Material for this exercise.
++++++

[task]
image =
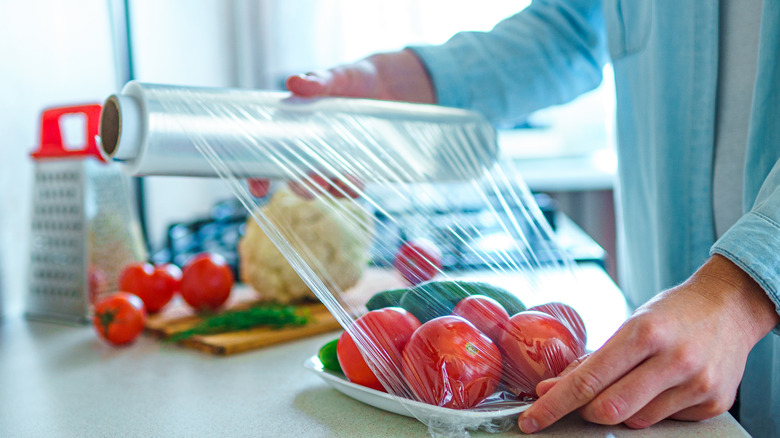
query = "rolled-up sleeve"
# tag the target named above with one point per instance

++++++

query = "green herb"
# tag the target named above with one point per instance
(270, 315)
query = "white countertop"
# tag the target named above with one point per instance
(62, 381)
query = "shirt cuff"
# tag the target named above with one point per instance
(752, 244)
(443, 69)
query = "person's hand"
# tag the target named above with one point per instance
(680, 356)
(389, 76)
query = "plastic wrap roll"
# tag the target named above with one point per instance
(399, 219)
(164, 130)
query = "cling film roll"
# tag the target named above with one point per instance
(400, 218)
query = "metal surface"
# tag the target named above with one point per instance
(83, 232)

++++++

Locate each line in the rows above that contains the string "query" and copy every such line in full.

Complete output.
query = "rolled-up sleeve"
query = "green herb"
query = "white countertop"
query = "shirt cuff"
query = "person's hand"
query = "plastic wrap roll"
query = "cling film roll"
query = "metal surface"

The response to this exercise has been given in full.